What to work on = This exercise calls for an exact transcription. Set down every record below.

Provided data =
──────────
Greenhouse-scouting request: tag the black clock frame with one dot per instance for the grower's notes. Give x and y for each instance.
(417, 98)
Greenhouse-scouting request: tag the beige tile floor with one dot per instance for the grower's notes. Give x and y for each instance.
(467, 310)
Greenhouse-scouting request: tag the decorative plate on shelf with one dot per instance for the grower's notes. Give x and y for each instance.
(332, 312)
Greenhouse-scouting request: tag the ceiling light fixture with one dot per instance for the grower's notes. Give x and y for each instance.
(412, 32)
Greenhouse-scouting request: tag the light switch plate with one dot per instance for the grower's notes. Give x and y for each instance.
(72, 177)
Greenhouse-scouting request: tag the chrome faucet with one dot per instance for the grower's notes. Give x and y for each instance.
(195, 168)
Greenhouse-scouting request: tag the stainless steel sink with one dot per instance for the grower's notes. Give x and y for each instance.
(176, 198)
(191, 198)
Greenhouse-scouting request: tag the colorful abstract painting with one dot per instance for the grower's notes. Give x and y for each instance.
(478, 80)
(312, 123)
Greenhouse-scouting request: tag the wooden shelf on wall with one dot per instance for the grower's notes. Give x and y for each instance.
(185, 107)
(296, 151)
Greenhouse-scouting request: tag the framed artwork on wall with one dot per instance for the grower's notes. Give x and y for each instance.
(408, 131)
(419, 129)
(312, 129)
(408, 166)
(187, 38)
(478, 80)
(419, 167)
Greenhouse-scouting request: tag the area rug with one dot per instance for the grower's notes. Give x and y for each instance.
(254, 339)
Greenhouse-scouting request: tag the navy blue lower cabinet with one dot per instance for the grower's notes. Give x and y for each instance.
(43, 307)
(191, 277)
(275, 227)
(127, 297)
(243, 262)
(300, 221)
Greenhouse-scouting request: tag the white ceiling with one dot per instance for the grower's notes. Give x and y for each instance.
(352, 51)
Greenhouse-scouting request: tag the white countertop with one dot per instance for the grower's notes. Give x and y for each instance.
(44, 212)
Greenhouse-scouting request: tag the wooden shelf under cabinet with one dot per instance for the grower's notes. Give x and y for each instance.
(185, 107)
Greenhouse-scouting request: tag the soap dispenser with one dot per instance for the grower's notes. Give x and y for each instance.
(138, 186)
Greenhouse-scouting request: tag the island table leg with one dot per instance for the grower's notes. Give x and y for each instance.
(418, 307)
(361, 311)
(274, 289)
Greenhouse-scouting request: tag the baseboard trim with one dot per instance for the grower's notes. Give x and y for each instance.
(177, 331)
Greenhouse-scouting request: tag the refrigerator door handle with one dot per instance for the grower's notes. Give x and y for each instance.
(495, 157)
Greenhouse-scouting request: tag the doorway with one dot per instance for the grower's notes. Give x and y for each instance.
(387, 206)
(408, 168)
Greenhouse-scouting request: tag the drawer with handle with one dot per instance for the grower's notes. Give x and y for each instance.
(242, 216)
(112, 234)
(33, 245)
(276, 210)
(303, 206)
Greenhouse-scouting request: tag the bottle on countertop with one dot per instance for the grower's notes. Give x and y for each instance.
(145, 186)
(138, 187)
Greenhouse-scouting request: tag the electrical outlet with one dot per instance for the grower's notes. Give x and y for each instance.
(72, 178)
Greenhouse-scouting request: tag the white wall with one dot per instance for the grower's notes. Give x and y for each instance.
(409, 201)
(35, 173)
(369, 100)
──────────
Written response =
Greenhouse-scouting request: tag the black clock frame with one dot per instance for the grower's notes. Give x and y for each instance.
(417, 98)
Greenhouse-scouting request: tag the beige tile floor with one dot per instance for the grower's notes. Give x and y for each instance.
(467, 310)
Greenhouse-scouting request: tag the decorative plate on shelf with one dot per instance for the grower's notes. Give x and y for each instance.
(332, 312)
Greenhouse-scouting request: tag the ceiling light fixture with one dot per instance for the grower's notes. Give x and y for each instance.
(412, 32)
Greenhouse-scouting request: tag the light switch plate with one dot per instance for the grower's notes. Give x and y for each instance.
(72, 177)
Greenhouse-scouting request: tag the chrome faucet with one dot per instance for the grower's notes. Give x and y for each instance.
(195, 168)
Greenhouse-scouting request: tag the stainless steel sink with one dot per instance for the grower's notes. Give x and y for each instance.
(176, 198)
(191, 198)
Greenhouse-scouting request: tag the colorful abstract painting with one dot per instance for the grower's notes. Give x and y for each instance.
(478, 80)
(312, 123)
Greenhouse-scouting request: tag the wooden shelf on wall with one dot per instance for the grower's notes. Give x and y for each instance.
(185, 107)
(296, 151)
Greenhouse-scouting request: tag the framed artwork on wall with one dot per instance for the grower's notes. Give x and y for each instance.
(408, 131)
(419, 129)
(312, 129)
(408, 166)
(187, 38)
(478, 80)
(419, 167)
Greenhouse-scouting request: tag the area rug with one dot per instance for the grower's notes. Give x and y for each instance.
(254, 339)
Greenhouse-scouting request: tag the navy blue lower cabinet with one dot per instance for the grower's notes. Give x and y for each instance.
(43, 307)
(191, 277)
(275, 227)
(127, 297)
(243, 262)
(300, 221)
Greenhouse-scouting request: tag the white ceiling with one dot per instance for the grower's notes. Give x and y for each instance.
(352, 51)
Greenhouse-scouting request: tag the white countertop with one dot per instance for the grower's notes. Give x and y for each instance.
(44, 212)
Greenhouse-scouting request: tag the wooden shelf under cabinet with one dot per instance for the grower's notes. Give x and y for each instance.
(185, 107)
Greenhouse-scouting request: tag the soap dispenser with one dot per instance for the grower's notes. Give x and y for each instance.
(138, 186)
Greenhouse-scouting request: tag the island table leg with one dot per instance for the grower's notes. Give x and y for each instance.
(418, 307)
(361, 311)
(274, 289)
Greenhouse-scouting request: tag the baseboard trim with one dot per instance for the grower's notes. Give x and y for each instance.
(177, 331)
Greenhouse-scouting request: tag the refrigerator door handle with one dot per instance for the grower's notes. Give x and y for each instance.
(495, 157)
Greenhouse-scouting request: tag the doorway with one dot per instance for the grower's notes. Give x and y for each instance.
(387, 206)
(408, 168)
Greenhouse-scouting request: tag the drawer with handle with one dot per instance for the grower's notes. Give x and y for each instance.
(242, 216)
(112, 234)
(33, 245)
(276, 210)
(303, 206)
Greenhouse-scouting request: tag the bottle on countertop with one dot per instance for the grower's notes. Give x and y for each instance.
(145, 186)
(138, 187)
Greenhouse-scouting request: tag the electrical outlet with one dot per instance for the grower's notes. Give x and y for each instance.
(72, 178)
Greenhouse-scouting request: tag the white wall with one dot per instance for the grower's notes. Give x and y for each instance.
(409, 201)
(35, 173)
(369, 100)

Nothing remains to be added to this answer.